- Tasks for this exercise:
#1 State whether each statement below agrees with the log data anti-pattern text, answering yes or no and quoting the deciding words of the text exactly. (a) The text recommends the Table service over the Blob service for storing log data. (b) Storage Analytics keeps the timestamps of the first and last log messages in a file as part of the blob's metadata. (c) With the alternative log message schema, every partition in the table must be searched to retrieve log messages for a specific time span.
#2 In one to three sentences, explain why the log data anti-pattern text says that basing the partition on the date and time of a log message produces a hot partition.
#3 Proceed with the log data anti-pattern text from the point where it stops.

- Quoted passage:
_ _ _ _

Issues and considerations

Consider the following points when deciding how to implement this pattern:

  • Does the alternative key structure that avoids creating hot partitions on inserts efficiently support the queries your client application makes?
  • Does your anticipated volume of transactions mean that you are likely to reach the scalability targets for an individual partition and be throttled by the storage service?

When to use this pattern

Avoid the prepend/append anti-pattern when your volume of transactions is likely to result in throttling by the storage service when you access a hot partition.

The following patterns and guidance may also be relevant when implementing this pattern:

Log data anti-pattern

Typically, you should use the Blob service instead of the Table service to store log data.

Context and problem

A common use case for log data is to retrieve a selection of log entries for a specific date/time range: for example, you want to find all the error and critical messages that your application logged between 15:04 and 15:06 on a specific date. You do not want to use the date and time of the log message to determine the partition you save log entities to: that results in a hot partition because at any given time, all the log entities will share the same PartitionKey value (see the section Prepend/append anti-pattern). For example, the following entity schema for a log message results in a hot partition because the application writes all log messages to the partition for the current date and hour:

Log message entity

In this example, the RowKey includes the date and time of the log message to ensure that log messages are stored sorted in date/time order, and includes a message ID in case multiple log messages share the same date and time.

Another approach is to use a PartitionKey that ensures that the application writes messages across a range of partitions. For example, if the source of the log message provides a way to distribute messages across many partitions, you could use the following entity schema:

Alternative log message entity

However, the problem with this schema is that to retrieve all the log messages for a specific time span you must search every partition in the table.

Solution

The previous section highlighted the problem of trying to use the Table service to store log entries and suggested two, unsatisfactory, designs. One solution led to a hot partition with the risk of poor performance writing log messages; the other solution resulted in poor query performance because of the requirement to scan every partition in the table to retrieve log messages for a specific time span. Blob storage offers a better solution for this type of scenario and this is how Azure Storage Analytics stores the log data it collects.

This section outlines how Storage Analytics stores log data in blob storage as an illustration of this approach to storing data that you typically query by range.

Storage Analytics stores log messages in a delimited format in multiple blobs. The delimited format makes it easy for a client application to parse the data in the log message.

Storage Analytics uses a naming convention for blobs that enables you to locate the blob (or blobs) that contain the log messages for which you are searching. For example, a blob named "queue/2014/07/31/1800/000001.log" contains log messages that relate to the queue service for the hour starting at 18:00 on 31 July 2014. The "000001" indicates that this is the first log file for this period. Storage Analytics also records the timestamps of the first and last log messages stored in the file as part of the blob's metadata. The API for blob storage enables you to locate blobs in a container based on a name prefix: to locate all the blobs that contain queue log data for the hour starting at 18:00, you can use the prefix "queue/2014/07/31/1800."

_ _ _ _

- Raw records:
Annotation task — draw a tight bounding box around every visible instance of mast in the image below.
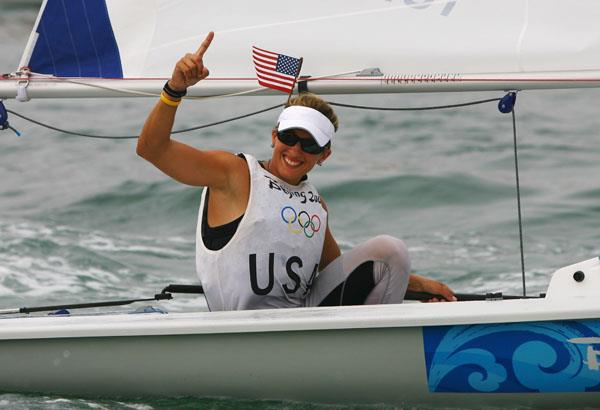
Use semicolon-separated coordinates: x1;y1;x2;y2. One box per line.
0;0;600;98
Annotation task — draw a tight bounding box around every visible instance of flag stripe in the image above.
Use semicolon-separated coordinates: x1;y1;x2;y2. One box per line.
256;68;295;84
252;46;301;93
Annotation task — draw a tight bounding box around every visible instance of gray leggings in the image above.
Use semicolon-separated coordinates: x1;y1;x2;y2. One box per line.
305;235;410;306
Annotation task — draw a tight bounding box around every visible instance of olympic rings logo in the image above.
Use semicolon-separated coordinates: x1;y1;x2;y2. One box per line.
281;205;321;238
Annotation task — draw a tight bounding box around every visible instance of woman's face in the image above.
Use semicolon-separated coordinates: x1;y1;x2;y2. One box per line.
269;128;331;185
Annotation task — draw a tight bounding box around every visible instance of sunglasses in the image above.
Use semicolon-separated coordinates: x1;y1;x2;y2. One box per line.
277;131;325;155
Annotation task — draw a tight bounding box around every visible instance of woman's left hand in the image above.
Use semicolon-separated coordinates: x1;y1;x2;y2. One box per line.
408;274;457;302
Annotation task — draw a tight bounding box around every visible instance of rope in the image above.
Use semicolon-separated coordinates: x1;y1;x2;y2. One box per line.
6;104;281;140
511;107;527;296
327;98;501;111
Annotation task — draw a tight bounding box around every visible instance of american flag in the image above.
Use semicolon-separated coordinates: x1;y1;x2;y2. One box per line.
252;47;302;93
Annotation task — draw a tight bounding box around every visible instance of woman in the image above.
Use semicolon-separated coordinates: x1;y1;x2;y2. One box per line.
137;32;456;310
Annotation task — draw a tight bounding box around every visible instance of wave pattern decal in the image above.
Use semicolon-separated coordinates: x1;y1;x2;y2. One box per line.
423;320;600;393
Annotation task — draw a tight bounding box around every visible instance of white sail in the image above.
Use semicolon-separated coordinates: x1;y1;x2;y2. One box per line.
0;0;600;97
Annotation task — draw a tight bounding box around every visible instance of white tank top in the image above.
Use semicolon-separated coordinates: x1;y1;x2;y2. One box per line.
196;154;327;311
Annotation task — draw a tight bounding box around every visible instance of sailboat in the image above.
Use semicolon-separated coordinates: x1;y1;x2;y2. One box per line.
0;0;600;407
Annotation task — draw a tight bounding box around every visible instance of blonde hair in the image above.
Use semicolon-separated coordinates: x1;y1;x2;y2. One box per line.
285;93;340;131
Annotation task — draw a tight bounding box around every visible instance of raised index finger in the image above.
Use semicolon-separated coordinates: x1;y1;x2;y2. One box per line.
196;31;215;57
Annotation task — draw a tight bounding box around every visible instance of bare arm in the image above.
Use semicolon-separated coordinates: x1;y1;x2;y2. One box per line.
408;274;456;302
136;32;247;189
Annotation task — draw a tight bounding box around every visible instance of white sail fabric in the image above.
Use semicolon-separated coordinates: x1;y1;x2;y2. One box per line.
0;0;600;95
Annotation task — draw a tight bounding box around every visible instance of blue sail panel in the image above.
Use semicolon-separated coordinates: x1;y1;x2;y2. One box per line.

_ _ _ _

- Task answers:
#1
(a) No: "Typically, you should use the Blob service instead of the Table service to store log data."
(b) Yes: "Storage Analytics also records the timestamps of the first and last log messages stored in the file as part of the blob's metadata."
(c) Yes: "to retrieve all the log messages for a specific time span you must search every partition in the table."

#2 At any given time, all the log entities share the same PartitionKey value. The application therefore writes every log message to the single partition for the current date and hour.

#3
Storage Analytics buffers log messages internally and then periodically updates the appropriate blob or creates a new one with the latest batch of log entries. This reduces the number of writes it must perform to the blob service.

If you are implementing a similar solution in your own application, you must consider how to manage the trade-off between reliability (writing every log entry to blob storage as it happens) and cost and scalability (buffering updates in your application and writing them to blob storage in batches).

Issues and considerations

Consider the following points when deciding how to store log data:

  • If you create a table design that avoids potential hot partitions, you may find that you cannot access your log data efficiently.
  • To process log data, a client often needs to load many records.
  • Although log data is often structured, blob storage may be a better solution.

Implementation considerations

This section discusses some of the considerations to bear in mind when you implement the patterns described in the previous sections. Most of this section uses examples written in C# that use the Storage client library (version 4.3.0 at the time of writing).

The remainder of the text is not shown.